### YOUR TASK
Please restate each entry that appears below word for word, without its pictures.

[Opening SOURCE MATERIAL section]

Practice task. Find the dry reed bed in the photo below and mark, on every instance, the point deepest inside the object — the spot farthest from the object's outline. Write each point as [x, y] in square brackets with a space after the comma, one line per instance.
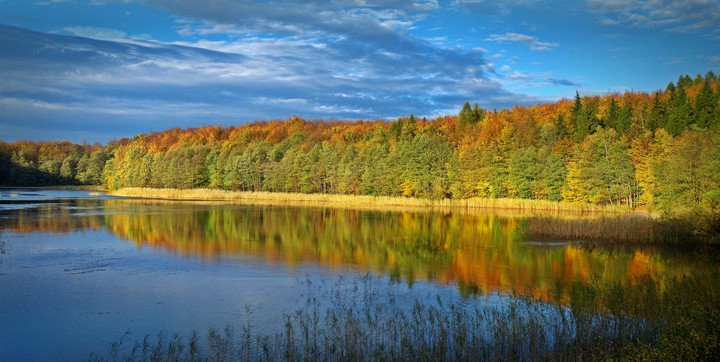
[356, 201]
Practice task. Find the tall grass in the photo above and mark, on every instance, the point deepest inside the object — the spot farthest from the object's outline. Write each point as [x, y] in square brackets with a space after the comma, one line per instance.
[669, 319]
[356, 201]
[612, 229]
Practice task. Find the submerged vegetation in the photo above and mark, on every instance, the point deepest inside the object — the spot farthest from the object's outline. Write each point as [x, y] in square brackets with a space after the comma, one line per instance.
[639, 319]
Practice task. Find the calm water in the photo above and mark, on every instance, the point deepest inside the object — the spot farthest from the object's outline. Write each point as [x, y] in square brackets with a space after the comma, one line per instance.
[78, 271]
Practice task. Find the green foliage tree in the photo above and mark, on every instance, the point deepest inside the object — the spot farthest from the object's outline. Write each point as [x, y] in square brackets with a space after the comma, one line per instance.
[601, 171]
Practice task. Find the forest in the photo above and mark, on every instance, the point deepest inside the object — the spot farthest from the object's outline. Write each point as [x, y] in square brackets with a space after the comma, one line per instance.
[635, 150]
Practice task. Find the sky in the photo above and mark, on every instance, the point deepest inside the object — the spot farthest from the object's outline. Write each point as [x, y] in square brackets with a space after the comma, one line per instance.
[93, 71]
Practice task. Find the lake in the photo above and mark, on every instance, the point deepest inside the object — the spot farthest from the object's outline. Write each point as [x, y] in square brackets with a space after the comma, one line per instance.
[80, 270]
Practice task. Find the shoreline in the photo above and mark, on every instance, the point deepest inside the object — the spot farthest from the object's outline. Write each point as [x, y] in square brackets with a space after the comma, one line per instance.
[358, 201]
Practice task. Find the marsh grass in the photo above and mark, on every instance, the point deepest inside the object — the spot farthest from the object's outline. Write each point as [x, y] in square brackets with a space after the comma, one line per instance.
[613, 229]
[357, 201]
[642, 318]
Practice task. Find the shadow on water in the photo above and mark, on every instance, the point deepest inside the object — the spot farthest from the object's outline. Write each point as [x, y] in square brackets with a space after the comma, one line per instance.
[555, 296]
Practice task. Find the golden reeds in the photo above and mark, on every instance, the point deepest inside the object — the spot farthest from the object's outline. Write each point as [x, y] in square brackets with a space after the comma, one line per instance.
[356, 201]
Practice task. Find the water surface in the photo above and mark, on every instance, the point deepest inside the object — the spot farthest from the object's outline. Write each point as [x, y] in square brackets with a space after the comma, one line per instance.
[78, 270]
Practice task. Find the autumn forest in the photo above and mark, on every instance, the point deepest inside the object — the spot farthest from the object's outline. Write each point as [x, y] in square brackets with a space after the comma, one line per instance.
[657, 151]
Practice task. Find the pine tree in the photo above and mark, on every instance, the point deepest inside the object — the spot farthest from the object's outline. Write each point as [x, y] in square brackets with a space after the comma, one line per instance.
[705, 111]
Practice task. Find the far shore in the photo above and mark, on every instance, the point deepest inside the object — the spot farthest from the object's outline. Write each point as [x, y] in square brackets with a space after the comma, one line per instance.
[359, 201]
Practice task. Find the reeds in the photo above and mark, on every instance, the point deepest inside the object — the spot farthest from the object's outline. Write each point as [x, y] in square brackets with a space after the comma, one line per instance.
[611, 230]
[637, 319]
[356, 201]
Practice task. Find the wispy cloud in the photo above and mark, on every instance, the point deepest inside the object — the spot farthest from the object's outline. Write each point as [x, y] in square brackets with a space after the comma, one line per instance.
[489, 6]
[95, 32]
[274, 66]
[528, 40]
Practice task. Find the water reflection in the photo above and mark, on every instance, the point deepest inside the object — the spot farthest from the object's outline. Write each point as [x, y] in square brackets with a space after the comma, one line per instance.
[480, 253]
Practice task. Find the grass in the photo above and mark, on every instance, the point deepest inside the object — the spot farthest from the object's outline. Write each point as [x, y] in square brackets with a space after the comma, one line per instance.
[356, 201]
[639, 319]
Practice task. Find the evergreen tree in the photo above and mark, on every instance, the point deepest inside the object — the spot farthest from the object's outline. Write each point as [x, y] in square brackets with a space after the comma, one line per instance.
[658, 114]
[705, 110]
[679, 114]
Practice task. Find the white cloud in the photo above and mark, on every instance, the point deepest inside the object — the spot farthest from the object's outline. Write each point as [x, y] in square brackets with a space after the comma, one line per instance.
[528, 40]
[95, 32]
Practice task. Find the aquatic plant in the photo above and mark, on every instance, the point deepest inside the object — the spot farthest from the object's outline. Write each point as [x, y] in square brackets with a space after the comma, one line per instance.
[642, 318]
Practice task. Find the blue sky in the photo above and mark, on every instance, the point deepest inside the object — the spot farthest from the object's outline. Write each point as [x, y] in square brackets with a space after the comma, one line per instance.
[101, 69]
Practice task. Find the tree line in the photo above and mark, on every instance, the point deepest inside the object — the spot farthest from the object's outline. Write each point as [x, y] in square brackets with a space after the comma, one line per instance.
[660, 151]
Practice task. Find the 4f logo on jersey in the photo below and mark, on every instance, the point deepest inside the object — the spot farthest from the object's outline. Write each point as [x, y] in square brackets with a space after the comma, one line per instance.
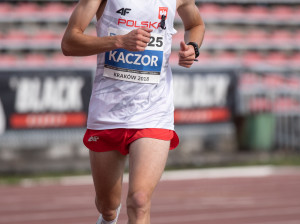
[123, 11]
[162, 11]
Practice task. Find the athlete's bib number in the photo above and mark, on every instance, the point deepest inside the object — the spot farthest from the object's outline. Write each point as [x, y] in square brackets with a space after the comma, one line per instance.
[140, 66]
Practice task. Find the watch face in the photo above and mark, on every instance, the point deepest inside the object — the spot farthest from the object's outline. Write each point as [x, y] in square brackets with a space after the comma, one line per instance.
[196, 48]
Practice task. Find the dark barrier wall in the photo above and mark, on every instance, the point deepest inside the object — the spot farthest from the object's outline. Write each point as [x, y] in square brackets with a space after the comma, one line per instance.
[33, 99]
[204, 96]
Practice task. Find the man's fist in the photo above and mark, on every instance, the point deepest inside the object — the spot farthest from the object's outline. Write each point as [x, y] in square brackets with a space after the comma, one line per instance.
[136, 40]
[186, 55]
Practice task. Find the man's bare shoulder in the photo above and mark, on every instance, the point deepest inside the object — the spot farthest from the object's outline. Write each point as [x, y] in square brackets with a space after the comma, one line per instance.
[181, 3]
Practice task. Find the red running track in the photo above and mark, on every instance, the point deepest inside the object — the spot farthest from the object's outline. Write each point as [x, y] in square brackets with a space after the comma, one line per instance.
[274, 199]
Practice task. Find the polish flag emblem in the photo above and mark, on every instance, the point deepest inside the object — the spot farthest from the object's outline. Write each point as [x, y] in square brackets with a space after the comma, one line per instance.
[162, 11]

[Closing SOURCE MATERIAL section]

### FINAL ANSWER
Practice task. Find the dry reed bed in the photo below and mark, on every instance, the point deepest inside the object — the spot farthest from the object's outline. Write each point as [x, y] in square brackets with a space after the comma, one line per instance.
[356, 201]
Practice task. Find the tall grass in the photo above and mark, on every instance, the point deepest inside the object — the spot farthest from the object's outline. Write each point as [x, y] in square brackets with a space after the comma, one line per instance.
[669, 319]
[356, 201]
[612, 229]
Practice task. Find the submerged vegetation in the photo above and mark, on every instance, the point deepest inside the object — the spot farthest from the object's outline. Write each point as [x, y] in square brackets with a space after the comma, one line per instance.
[639, 319]
Practice task. Find the calm water in the photo above and mark, on every instance, the point deepest inside the object — the spot farthest from the object's outline. Write each point as [x, y] in square brackets with a space after the comma, one line per instance.
[78, 271]
Practice task. Find the green foliage tree in the photo above and mark, on every instance, the point deepest inside the object — the spot farthest from the object's outline. Write each point as [x, y] in square brackets with a space after the comma, one line per instance.
[601, 171]
Practice task. Find the forest in the photo above and mark, on every instance, the point deepest inside the object — the spot farthest from the object's outline. Write each point as [x, y] in square brackets with a space after the comma, one line per instance.
[635, 150]
Practice task. Find the sky in the photo above and mark, on every instance, the point deepest inside the object — the spot farthest from the object's outline. Write each point as [x, y] in square brackets with a space after the comma, one line per instance.
[93, 71]
Practice task. Find the lake in the photo above and mark, on every instance, the point deepest inside the object — the spot farthest from the object's outline. Write each point as [x, y] in square brackets with a space after the comma, one line per instance.
[80, 270]
Practice task. Find the shoreline in the photo above and mark, on every instance, the point deepest inside the object — the spot farthest from the object's outline. Write each point as [x, y] in square brackets with a space after the comma, one line per instance.
[358, 201]
Practice task. Find the marsh grass in the photo above and mark, on every instance, the point deepest inside the object — the spot farthest from the object's outline. Write each point as [x, y] in square brackets with a space after the comma, one line per instance.
[613, 229]
[357, 201]
[642, 318]
Practice task. Find the shadow on water in the photo above and mark, on every instance, the point deepest inside the object — the spot farthest from the object's outline. Write each point as [x, y] in square brackets with a space after the comma, one line per instance.
[555, 296]
Practice task. Find the golden reeds in the photo above and mark, on every instance, the point deepest inside the object — the spot farthest from the object's outline. Write each point as [x, y] in square brackets with a space after the comma, one line per instance.
[356, 201]
Practice task. Find the water surface in the photo above and mark, on every instance, the point deepest inside the object — the spot farthest from the object's outline. Write each point as [x, y] in square brackets with a space after the comma, one line per instance.
[78, 270]
Practice task. Find the autumn forest in the photo above and mark, on every instance, the point deepest inside the object — the spot farthest from the object's outline. Write each point as [x, y] in square brackets with a space after the comma, one line per instance.
[657, 151]
Practice task. Find the pine tree in the photo above and mark, on every instance, the point deepest inside the object — the spot farthest from the object's outline. Write each point as [x, y] in square brackets with a space after the comma, one line per instance.
[705, 111]
Practice task. Find the far shore in the photo above and mark, on every instance, the point deepest inside the object — the spot farthest from the object's outline. Write each point as [x, y] in square brackets with a space after the comma, one line per instance.
[359, 201]
Practice task. Find the reeds in the photo above and mark, on every instance, the point deepest inside the object — the spot farthest from the object's outline. Write each point as [x, y] in square brackets with a space after the comma, one line per instance.
[611, 230]
[637, 319]
[356, 201]
Practice task. Find the wispy cloud in the photo above and mark, on every instance, the point deepest inside the object — the spot farthest from the object's outline. Write each point as [x, y] in square brackets with a space after the comma, one line per instance.
[489, 6]
[95, 32]
[274, 66]
[528, 40]
Practice task. Find the water reflection in the photo above and mark, on every instance, the point deepest inside the object — the spot farthest from the object's outline. Write each point as [x, y] in square brackets with a space after the comma, one line per instance.
[480, 253]
Practice task. Find the grass in the photo above and mark, on every instance, the point deepest inside the object — the spot farthest from the object's outline. Write each point as [x, y] in square brackets with a space after the comma, one line per instance.
[356, 201]
[639, 319]
Practice task. Find the evergreen tree in the photo above and mark, on every instance, the point deepest inside the object — the spot farthest from the object's outline. Write each point as [x, y] in square brackets with a space after the comma, one line per instance.
[658, 114]
[705, 110]
[679, 114]
Practice task. Find the white cloud in the photo above and mark, on every instance, the point deepest inside the object — the spot farthest from the object's outline. Write each point as [x, y] in square brackets with a space after the comma, one line per instance.
[528, 40]
[95, 32]
Practice task. Find the aquatic plant in the photo above and mark, on every instance, the point deepest inside the object — the spot farthest from the object's outline. Write each point as [x, y] in square brackets with a space after the comma, one line per instance.
[642, 318]
Practice task. Find the blue sky in the photo above and mark, on every instance, the point deepest inside the object — the spot farthest from the object's outline. Write each point as [x, y] in square brackets with a space after the comma, one line per instance.
[101, 69]
Practice task. Find the tree line in the photo above and mark, on every instance, the point deepest inside the object — the spot farthest from the object's outline. Write each point as [x, y] in square brackets with a space after the comma, one line per instance.
[660, 151]
Practice task. Find the 4f logo on jersey in the photo below and mark, on every instance, the point deepest inside the object — the spot farthest from the object's outline. Write each point as [x, y] in square brackets with a space after the comma, one line per instance.
[123, 11]
[162, 11]
Practice task. Find the athlete's bib number in the photo above and mark, on every instance, the point deepest inside the object — the spot farthest from the object's outline. Write each point as [x, y] in square brackets with a space after the comma, one line per instance.
[140, 66]
Practice task. Find the watch face in the photo above and mark, on every instance, the point deepest inside the object — the spot farthest from the object's outline. Write each point as [x, y] in square brackets with a space after the comma, one line per instance.
[196, 48]
Practice task. Find the dark barrier wall in the photo above and mark, on every instance, the point deepest inside the object — the spot farthest from the object's outline. Write each point as [x, y] in square brackets with a space after the comma, one line per instance.
[33, 99]
[204, 96]
Practice task. Find the man's fist in the photo above and mark, on every instance, the point deepest inside the object — the spot farthest from the object's outline. Write each point as [x, y] in square brackets with a space after the comma, one line per instance.
[136, 40]
[186, 55]
Practice task. Find the man's bare shoulder in the photo above and mark, on every instance, the point deepest inside the object — the spot farthest from the object's outline. Write each point as [x, y] in square brackets with a space after the comma, one line per instance.
[181, 3]
Practice task. Find the red running track in the photo above and mark, on every instance, the point deepest inside the object — the spot farthest from the object's outline. Write each point as [x, y] in square brackets with a space after the comma, one line per instance.
[274, 199]
Practice task. Find the polish flag emblem in the photo above and mark, on every instance, the point deepest inside the object — the spot farthest from the object's outline. Write each point as [x, y] in square brackets with a space after the comma, one line per instance.
[162, 11]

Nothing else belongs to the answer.